Point localization data
━━━━━━━━━━━━━━━━━━━━━━━━━━━━━━

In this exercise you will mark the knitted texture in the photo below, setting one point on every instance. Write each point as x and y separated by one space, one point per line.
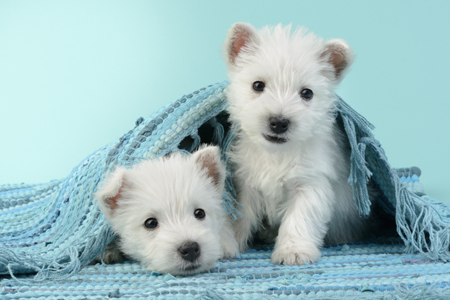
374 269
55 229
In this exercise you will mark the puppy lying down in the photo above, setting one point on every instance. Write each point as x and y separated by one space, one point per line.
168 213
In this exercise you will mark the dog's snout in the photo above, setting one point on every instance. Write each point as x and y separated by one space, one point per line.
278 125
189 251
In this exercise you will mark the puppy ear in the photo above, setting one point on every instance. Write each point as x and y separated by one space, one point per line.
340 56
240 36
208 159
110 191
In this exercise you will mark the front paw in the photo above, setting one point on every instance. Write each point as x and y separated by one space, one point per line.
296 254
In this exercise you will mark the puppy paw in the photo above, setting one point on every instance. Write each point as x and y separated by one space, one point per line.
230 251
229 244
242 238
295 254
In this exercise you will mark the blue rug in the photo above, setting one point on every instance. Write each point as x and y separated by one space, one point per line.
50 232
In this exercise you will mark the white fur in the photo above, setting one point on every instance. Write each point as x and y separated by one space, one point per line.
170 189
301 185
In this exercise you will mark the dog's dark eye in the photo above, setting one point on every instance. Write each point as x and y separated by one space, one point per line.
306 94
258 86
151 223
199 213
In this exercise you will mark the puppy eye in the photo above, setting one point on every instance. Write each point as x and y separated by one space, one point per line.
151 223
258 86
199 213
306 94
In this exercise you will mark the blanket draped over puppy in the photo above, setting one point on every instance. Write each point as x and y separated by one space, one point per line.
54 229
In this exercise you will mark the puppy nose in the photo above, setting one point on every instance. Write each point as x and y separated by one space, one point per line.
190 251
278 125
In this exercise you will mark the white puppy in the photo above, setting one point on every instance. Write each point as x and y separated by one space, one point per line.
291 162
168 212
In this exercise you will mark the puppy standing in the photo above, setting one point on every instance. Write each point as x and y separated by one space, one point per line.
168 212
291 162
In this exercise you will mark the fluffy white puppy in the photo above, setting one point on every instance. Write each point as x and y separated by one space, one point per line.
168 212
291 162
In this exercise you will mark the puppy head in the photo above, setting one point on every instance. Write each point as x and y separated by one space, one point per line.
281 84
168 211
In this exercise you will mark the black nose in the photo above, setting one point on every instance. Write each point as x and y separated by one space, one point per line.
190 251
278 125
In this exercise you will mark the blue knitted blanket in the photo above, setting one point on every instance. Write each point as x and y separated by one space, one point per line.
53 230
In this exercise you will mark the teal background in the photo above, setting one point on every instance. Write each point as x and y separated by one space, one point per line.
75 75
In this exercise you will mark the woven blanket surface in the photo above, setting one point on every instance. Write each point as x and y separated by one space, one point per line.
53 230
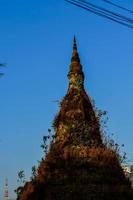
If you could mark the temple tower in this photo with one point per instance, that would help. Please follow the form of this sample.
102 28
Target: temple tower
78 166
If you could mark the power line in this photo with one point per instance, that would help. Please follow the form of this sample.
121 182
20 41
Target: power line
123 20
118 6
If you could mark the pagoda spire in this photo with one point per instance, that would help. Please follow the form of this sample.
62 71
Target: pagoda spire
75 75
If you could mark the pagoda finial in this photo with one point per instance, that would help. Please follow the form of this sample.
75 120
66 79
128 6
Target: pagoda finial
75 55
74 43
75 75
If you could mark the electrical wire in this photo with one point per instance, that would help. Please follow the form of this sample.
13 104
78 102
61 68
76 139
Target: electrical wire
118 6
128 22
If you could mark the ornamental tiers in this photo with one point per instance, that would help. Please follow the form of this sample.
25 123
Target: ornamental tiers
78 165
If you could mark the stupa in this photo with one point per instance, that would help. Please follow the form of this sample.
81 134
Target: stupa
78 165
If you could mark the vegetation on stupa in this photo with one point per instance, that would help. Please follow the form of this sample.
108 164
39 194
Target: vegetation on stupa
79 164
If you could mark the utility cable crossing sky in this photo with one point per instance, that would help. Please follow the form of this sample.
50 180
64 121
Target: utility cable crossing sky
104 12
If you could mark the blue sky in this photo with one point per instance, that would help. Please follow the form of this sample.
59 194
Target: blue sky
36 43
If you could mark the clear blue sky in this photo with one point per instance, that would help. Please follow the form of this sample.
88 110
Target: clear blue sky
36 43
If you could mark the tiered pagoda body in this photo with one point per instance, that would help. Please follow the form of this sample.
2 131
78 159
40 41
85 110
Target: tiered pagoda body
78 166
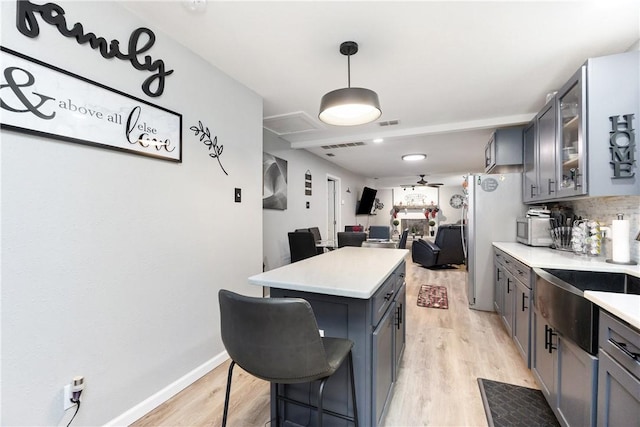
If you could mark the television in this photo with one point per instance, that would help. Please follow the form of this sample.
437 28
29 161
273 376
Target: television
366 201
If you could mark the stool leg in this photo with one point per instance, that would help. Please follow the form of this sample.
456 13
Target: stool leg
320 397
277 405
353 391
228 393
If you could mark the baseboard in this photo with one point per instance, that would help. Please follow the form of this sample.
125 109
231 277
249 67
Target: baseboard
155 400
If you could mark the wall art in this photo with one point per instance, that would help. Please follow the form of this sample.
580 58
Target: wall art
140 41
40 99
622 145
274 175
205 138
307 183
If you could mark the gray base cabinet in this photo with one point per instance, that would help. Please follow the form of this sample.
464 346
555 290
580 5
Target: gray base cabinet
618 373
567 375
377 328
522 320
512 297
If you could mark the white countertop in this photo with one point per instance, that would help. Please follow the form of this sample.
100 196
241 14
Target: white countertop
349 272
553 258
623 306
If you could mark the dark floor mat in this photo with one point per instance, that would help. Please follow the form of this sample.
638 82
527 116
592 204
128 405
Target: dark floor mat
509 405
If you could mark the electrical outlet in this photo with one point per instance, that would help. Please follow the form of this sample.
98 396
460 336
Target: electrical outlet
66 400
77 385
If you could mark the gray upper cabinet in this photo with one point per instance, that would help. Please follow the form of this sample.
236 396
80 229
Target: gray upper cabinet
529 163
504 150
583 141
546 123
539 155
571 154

━━━━━━━━━━━━━━━━━━━━━━━━━━━━━━

• [Exercise directions]:
Give back every entry in its exact wording, leaving the pictures out.

• [Output below]:
In this exercise you will mark the knitted texture in the photo below, setting one point on every instance. Write each point as x and y separated by one space, one point per line.
374 269
55 229
In this exercise you will mark the puppy lying down in the photo above, setting one point on every instance. Write each point as x and y separated by one space, one point per line.
168 213
In this exercise you will mark the dog's snout in the photo above, setting one point on every instance. Write each point as x and y separated by one space, one point per line.
278 125
189 251
In this exercise you will mark the puppy ear in the photo above, setting one point on every instance. Write each point as x and y separated by one space, one point per line.
340 56
240 36
208 159
110 191
In this exercise you will mark the front paw in the photo above, setting one point on every instance. Write each point as x and y separated by one space, one point per line.
296 254
In this exercise you will mark the puppy paw in the photo above, setting one point on every instance. Write each point as x and y separated by one space, one point per line.
230 251
229 244
242 238
295 254
In this exercise you will mark the blue rug in the photo above, setting one point on every instance. Write each point as x and y separated by one space, one point per line.
50 232
In this exercise you will mark the white fur in the photo above, setting one point on every instance. Write each point as x and y separated by one space, one point per line.
170 189
301 185
In this exercise you will mark the dog's dark eye in the photo above, setting one point on every instance. Write each point as x and y separated by one space, one point per line.
306 94
258 86
151 223
199 213
In this exercise you will mark the puppy eye in the photo above, setting one point on every instance. Write each point as x and y separated by one space, one point per line.
151 223
258 86
199 213
306 94
In this exercise you will mark the blanket draped over puppy in the photo above, setting one point on every instance. Write each point as x and y separated by one space, one point per line.
54 229
In this exercise you will mark the puppy nose in the photo above, setting one point on every instance. Write each point as x and y separated by one space, one point per line.
190 251
278 125
In this exercise you will mark the white puppy in the photo above, setting one point on every instance. Write each point as x and y separated by one space, one point per line.
291 162
168 212
In this exercise you will mark the puppy standing in the photo above, setting one point on every instance. Write each point as x and y separated by one space, one point per line.
168 212
291 162
In this exercise you will mark the fluffy white puppy in the photo above, setting one point on every instance. Write each point as x and y separated by one space, one point per line.
168 212
291 162
In this exercise you will mark the puppy head in the photo above, setting one point on every instance. Write each point as x and y separated by one space, one point per line.
281 84
168 211
In this exercise you will mark the black nose in the photo above, setting one point on every instance. Write each point as x and y separated by one space, one point per line.
190 251
278 125
In this exercise you will mark the blue knitted blanket in the photo above, setting one point on every instance. Write each point as x and y separated by one space, one point per line.
53 230
In this exercise you will mark the teal background in the photo above, setting one point on every instance. Write each point as x and y separated by one space, one point per line.
75 75
In this exercise you will mark the woven blanket surface in the photo above, setting one point on every instance. Write each point as x and y separated by one space, one point per line.
53 230
If you could mark the temple tower in this photo with one point per instance, that would help. Please follow the form of this sample.
102 28
Target: temple tower
78 166
If you could mark the power line in this photo with one point per instance, that would help. Please follow the form of this sample.
121 182
20 41
Target: power line
123 20
118 6
If you could mark the pagoda spire in this photo with one point per instance, that would help. Please follow the form of this sample.
62 71
Target: pagoda spire
75 75
If you could mark the pagoda finial in this photo with one point per instance, that would help. Please follow the form of this sample.
75 120
66 79
128 6
Target: pagoda finial
75 55
74 43
75 75
If you could mark the electrical wire in this photo with one point per instance, that would help. Please follow the form of this sample.
13 104
78 102
61 68
76 139
Target: electrical wire
118 6
128 22
If you could mark the ornamental tiers in this photo with one point per instance, that would help. Please follow the form of this sample.
25 123
Target: ornamental tiers
78 165
If you could mark the stupa in this photo with one point per instance, that would help. Please follow the form of this sample.
81 134
Target: stupa
78 165
If you could mark the vegetation on stupa in this photo with one point per instance, that would help. Please follow the form of this sample.
108 164
39 194
Target: vegetation on stupa
79 164
If you could mark the utility cable crossing sky in this photo with one point per instance, that would help. Please follow the form of this sample.
50 180
64 121
Target: utility cable crossing sky
104 12
If you could mark the blue sky in this photo with one point per instance, that would help. Please follow the form of this sample.
59 194
Target: blue sky
36 43
If you could mark the clear blue sky in this photo with one point per instance, that would help. Please follow the form of this sample.
88 110
Target: clear blue sky
36 43
If you could mark the tiered pagoda body in this photo with one point per instance, that would help. Please follow the form of this sample.
2 131
78 159
40 41
85 110
Target: tiered pagoda body
78 166
If you could mark the television in this photo with one point per instance, that would help. Please follow the form of this sample.
437 28
29 161
273 376
Target: television
366 201
If you could mark the stool leg in this photo with one point per instance, that would help. Please follow the form of this sample.
456 13
Target: stool leg
320 397
277 405
353 391
228 393
If you could mark the baseboard in this photo with one point per instance, that would help. Please follow the form of this sample.
125 109
231 277
249 67
Target: baseboard
155 400
If you could mark the wall art in this photo with one point per instance, that would help. Please follow the form of this sample.
580 58
Target: wall art
140 41
40 99
622 145
274 175
205 138
307 183
If you could mark the gray base cabinet in this photo with one point per instance, that would help. Please follow the form of this sample.
464 346
555 290
580 5
Target: gray base cabinet
618 373
567 375
377 328
522 320
512 297
If you could mark the white countertop in this photo with one point per instance, that would help. Please follow the form of this sample.
100 196
241 14
Target: white countertop
349 272
553 258
623 306
If you could mark the dark floor mat in this photo with one point per instance, that would help. Please follow the form of this sample.
638 82
527 116
592 204
128 405
Target: dark floor mat
509 405
If you could mark the electrical outlet in this photo with one point per instance, that would help. Please follow the form of this sample.
98 396
460 336
Target: electrical outlet
66 400
77 385
If you could mark the gray upper cabinet in this photo with one point per instance, that would help. Please follow the form of this sample.
236 396
80 229
Target: gray upper cabinet
529 163
504 150
583 141
546 123
539 155
571 154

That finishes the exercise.